WHAT IS NEEDED » Copy out each of the items below word for word, keeping every line unchanged.

RAW RECORDS »
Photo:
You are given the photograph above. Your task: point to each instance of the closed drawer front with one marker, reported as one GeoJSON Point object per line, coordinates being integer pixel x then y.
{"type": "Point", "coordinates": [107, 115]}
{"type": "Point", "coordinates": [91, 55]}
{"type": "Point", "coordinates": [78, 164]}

FINISHED TASK »
Photo:
You are given the photograph above. Your task: point to each instance of the closed drawer front with one marker, reported as one GeoJSON Point object per line, coordinates being integer pixel x then y.
{"type": "Point", "coordinates": [107, 115]}
{"type": "Point", "coordinates": [91, 55]}
{"type": "Point", "coordinates": [78, 164]}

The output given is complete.